— Start Source text —

Wednesday 15 April 2015

Identity crisis...

Some people think that being an actor is really cool. Myself included. In what other job do you get to dress up in different clothes and pretend to be someone else for a while and nobody judges you? I'm not going to lie, getting paid to do it is also a perk! 

I was working today (sadly not acting) and I was pondering life (as I so often do) and was wondering if I'm actually the person that I want to be. 
I probably had these thoughts due to an upcoming birthday that means my age will begin with a 3 rather than a lovely 2, but I think some it comes from observation.

I tend to people watch quite a bit, mainly to see if I can pick up on any mannerisms people might have, or interesting characteristics that I can use in my acting/writing work.

In the acting game you have to be realistic. I know what I look like. If I see a casting for 'beautiful female' I don't apply. This isn't a cry for attention, I know that I'm far from being the prettiest, skinniest, cleverest girl out there, it's fact. I'm never going to get cast as the stunning female lead opposite my future husband, Ewan McGregor, I'll just be the frumpy sister, but hey, someone's got to do it!

But I can't change my face. Well, I could, but I'd need a bucket load of cash, probably given to me by a millionaire husband that I'm not pretty enough to attract, and so the circle goes on.

— End Source text —

» **Given request**: In the blog post, which superlative adjectives does the writer use to describe what she knows she is far from being? The listing that comes next is separate material, unrelated to the blog post.

— Start Given entries —

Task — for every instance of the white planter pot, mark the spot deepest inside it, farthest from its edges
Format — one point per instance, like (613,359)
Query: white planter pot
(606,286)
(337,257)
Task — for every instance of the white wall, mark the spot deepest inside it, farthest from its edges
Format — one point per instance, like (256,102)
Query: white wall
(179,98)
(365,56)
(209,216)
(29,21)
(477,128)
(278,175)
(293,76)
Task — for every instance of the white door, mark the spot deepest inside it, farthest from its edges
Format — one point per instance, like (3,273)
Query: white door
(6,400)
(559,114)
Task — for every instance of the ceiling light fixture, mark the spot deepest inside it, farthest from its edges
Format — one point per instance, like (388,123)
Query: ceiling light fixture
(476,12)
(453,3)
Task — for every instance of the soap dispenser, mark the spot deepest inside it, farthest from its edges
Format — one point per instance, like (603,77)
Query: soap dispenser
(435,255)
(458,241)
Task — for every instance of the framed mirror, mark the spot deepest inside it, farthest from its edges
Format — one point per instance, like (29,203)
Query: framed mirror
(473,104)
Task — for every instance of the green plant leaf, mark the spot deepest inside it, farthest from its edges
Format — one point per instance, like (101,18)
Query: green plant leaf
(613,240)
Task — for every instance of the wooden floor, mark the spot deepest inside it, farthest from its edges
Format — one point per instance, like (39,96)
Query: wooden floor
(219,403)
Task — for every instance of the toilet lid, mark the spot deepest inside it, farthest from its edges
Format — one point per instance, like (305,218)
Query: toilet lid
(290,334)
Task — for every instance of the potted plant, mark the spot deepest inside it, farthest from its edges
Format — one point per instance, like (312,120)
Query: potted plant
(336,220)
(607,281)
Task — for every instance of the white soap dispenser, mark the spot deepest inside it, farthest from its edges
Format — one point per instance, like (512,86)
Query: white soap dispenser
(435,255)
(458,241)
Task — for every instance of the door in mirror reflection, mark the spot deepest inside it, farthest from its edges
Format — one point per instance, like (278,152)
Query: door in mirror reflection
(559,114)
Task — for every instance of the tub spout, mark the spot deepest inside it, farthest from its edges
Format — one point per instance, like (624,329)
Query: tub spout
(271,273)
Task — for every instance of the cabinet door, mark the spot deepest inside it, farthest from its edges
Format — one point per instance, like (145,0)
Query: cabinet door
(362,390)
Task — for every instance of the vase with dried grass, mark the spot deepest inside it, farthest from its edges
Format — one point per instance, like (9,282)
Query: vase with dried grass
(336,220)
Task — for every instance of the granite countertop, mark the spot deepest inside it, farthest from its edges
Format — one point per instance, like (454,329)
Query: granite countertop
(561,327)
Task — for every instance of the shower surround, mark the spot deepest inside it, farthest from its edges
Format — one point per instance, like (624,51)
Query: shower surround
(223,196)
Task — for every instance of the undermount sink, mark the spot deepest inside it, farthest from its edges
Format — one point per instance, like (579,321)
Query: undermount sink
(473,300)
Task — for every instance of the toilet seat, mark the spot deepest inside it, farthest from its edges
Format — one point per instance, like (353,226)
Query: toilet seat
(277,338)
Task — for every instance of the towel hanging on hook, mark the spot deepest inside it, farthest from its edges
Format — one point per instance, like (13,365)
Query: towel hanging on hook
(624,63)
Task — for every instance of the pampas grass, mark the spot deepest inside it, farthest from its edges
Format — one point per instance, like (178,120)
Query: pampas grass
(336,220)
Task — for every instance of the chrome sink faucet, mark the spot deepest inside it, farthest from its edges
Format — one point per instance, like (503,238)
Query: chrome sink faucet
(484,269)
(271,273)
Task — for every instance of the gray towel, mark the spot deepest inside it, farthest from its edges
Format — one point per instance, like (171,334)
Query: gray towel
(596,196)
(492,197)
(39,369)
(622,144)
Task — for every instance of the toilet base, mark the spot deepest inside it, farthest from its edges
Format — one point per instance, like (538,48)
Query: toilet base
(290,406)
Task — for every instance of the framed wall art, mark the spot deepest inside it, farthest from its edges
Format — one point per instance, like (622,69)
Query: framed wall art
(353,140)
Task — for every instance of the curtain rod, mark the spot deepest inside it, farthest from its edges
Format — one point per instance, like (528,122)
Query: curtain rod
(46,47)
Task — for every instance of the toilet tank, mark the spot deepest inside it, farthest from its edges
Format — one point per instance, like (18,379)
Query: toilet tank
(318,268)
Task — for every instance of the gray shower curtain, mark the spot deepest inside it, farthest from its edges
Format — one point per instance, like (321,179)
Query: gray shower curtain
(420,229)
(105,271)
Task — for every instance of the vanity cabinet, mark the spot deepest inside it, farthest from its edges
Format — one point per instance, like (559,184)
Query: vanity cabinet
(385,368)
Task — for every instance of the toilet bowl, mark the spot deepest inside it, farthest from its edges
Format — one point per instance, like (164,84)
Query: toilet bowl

— End Given entries —

» **Solution to the problem**: prettiest, skinniest, cleverest